(Records from a dataset)
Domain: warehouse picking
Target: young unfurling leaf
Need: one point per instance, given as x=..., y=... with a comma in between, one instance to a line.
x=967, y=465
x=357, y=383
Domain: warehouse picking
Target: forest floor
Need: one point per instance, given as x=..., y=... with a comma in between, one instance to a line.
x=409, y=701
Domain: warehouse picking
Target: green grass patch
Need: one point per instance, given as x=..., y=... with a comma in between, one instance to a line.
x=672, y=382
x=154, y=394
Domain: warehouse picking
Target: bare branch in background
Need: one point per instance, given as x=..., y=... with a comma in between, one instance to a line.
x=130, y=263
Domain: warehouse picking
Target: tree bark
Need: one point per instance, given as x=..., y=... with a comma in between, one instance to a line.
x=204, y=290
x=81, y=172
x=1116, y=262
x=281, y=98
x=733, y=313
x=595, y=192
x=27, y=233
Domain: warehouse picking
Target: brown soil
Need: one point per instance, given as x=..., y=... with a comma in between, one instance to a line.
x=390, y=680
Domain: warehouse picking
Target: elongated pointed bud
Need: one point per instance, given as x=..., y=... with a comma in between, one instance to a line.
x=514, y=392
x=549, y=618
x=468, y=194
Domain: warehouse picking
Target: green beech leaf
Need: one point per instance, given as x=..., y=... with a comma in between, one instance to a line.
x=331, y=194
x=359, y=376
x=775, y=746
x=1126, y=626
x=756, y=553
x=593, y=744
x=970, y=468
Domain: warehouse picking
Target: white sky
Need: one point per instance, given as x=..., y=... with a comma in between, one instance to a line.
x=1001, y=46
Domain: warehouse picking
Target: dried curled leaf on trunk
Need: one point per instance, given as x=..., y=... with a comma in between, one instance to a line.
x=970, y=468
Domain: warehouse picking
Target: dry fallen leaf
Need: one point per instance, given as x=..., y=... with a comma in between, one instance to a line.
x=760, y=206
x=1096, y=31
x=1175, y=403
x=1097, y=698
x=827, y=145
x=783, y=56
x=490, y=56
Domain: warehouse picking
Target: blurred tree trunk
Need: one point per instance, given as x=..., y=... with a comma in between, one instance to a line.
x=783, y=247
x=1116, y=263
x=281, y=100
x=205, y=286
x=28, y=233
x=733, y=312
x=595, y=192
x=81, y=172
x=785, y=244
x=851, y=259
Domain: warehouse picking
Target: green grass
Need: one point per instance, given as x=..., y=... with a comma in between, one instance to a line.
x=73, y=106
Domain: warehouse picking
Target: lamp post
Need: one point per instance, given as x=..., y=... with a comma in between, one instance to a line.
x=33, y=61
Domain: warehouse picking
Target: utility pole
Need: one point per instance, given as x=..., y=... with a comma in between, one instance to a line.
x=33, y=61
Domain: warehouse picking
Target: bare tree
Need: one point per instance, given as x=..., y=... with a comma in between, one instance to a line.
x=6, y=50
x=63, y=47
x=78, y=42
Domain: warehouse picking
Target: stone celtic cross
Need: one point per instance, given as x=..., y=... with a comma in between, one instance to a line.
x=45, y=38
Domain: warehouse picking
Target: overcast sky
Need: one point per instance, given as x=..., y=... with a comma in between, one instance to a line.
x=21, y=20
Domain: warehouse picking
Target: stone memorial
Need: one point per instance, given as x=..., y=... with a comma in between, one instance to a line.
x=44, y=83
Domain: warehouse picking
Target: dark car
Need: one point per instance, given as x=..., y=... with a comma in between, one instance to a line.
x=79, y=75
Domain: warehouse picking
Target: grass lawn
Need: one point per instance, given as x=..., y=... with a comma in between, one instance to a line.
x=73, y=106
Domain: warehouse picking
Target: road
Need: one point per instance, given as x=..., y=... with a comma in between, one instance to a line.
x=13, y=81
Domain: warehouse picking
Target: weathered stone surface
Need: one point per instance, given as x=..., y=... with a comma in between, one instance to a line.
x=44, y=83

## BRIEF
Your task is to repeat every entry exactly.

## SOLUTION
Domain: warehouse picking
Target: young unfurling leaf
Need: one point per instance, given as x=..., y=... with a comma in between, one instance to a line.
x=967, y=465
x=357, y=383
Domain: warehouse picking
Target: forest floor
Need: one point per instance, given as x=..., y=... with a comma in between, one instance to a line.
x=409, y=701
Domain: warehouse picking
Target: green grass patch
Need: one point per instance, given as x=..., y=... with a comma in between, one instance to a line.
x=672, y=382
x=154, y=394
Domain: warehouse picking
Target: bare branch in background
Need: one point per instance, given as x=..., y=... with a comma in between, one instance to a line.
x=130, y=263
Domain: warehouse picking
Target: tree bark
Need: one point per instance, given as x=..., y=... with a comma in between, one instance to a line.
x=204, y=290
x=81, y=172
x=1116, y=262
x=281, y=98
x=733, y=313
x=595, y=192
x=27, y=233
Domain: warehouse picking
Target: brown soil
Need: one point per instance, given as x=..., y=... with a comma in between, one instance to a line.
x=390, y=680
Domain: warehouse picking
Target: elongated pointed bud
Need: one point per instance, given as x=..., y=... with a comma in between, one instance to a line.
x=514, y=392
x=549, y=618
x=468, y=194
Domain: warehouse picking
Target: green beech leaf
Need: one point per instance, given as x=..., y=... with a comma in between, one instance to a line.
x=331, y=194
x=359, y=376
x=775, y=746
x=1126, y=626
x=756, y=553
x=593, y=744
x=970, y=468
Domain: warehouse picking
Target: white sky
Need: one point per instance, given as x=..., y=... with a comma in between, one instance to a line.
x=1001, y=46
Domain: warehouse picking
Target: dried curled leaf on trunk
Need: one point per instance, given as x=..., y=... with a comma in between, one instance to a line.
x=970, y=468
Domain: warehouse picking
Target: dry fallen leaf
Need: one point per instance, given as x=..., y=... with a comma in between, one instance to a line.
x=760, y=206
x=1096, y=31
x=1175, y=403
x=1097, y=698
x=827, y=145
x=783, y=56
x=490, y=56
Domain: warehouse picking
Target: blurred tree trunk
Need: one point per instance, given as x=..., y=... with a comma in between, one instance to a line.
x=783, y=247
x=1116, y=263
x=281, y=100
x=205, y=286
x=28, y=233
x=733, y=312
x=595, y=192
x=81, y=172
x=785, y=244
x=851, y=259
Domain: warehouse picking
Target: green grass
Need: one point per instance, given as x=..., y=... with a comma in between, one instance to a line.
x=73, y=106
Domain: warehouse picking
Target: lamp post
Need: one point per instance, given as x=..., y=... with a comma in between, one instance to a line.
x=33, y=61
Domain: warehouse picking
Target: utility pole
Need: one point per instance, given as x=..., y=... with a comma in between, one instance to a line.
x=33, y=61
Domain: warehouse picking
Target: bare tree
Need: one point per instance, given as x=..., y=... with a comma in between, one instance to a line.
x=6, y=50
x=63, y=47
x=78, y=42
Domain: warehouse picking
Target: stone celtic cross
Need: one point per instance, given as x=..., y=... with a comma in between, one instance to a line.
x=45, y=38
Domain: warehouse picking
Target: overcast sky
Need: one point per instance, given as x=..., y=... with a comma in between, one instance to a line.
x=21, y=20
Domain: warehouse picking
Target: stone memorial
Need: one point per instance, given as x=..., y=... with a comma in between, one instance to a line.
x=44, y=83
Domain: warehouse picking
Target: dark car
Need: one point per instance, given as x=..., y=... with a comma in between, one instance to a line.
x=79, y=75
Domain: warehouse picking
Target: grass lawn
Need: one point per instance, given as x=..., y=... with a comma in between, one instance to a line.
x=73, y=106
Domain: warehouse picking
Target: road
Need: one point per instance, given as x=..., y=... with a comma in between, one instance to a line.
x=13, y=81
Domain: warehouse picking
Target: weathered stone surface
Need: one point per instance, given as x=..., y=... with a comma in between, one instance to a line.
x=44, y=83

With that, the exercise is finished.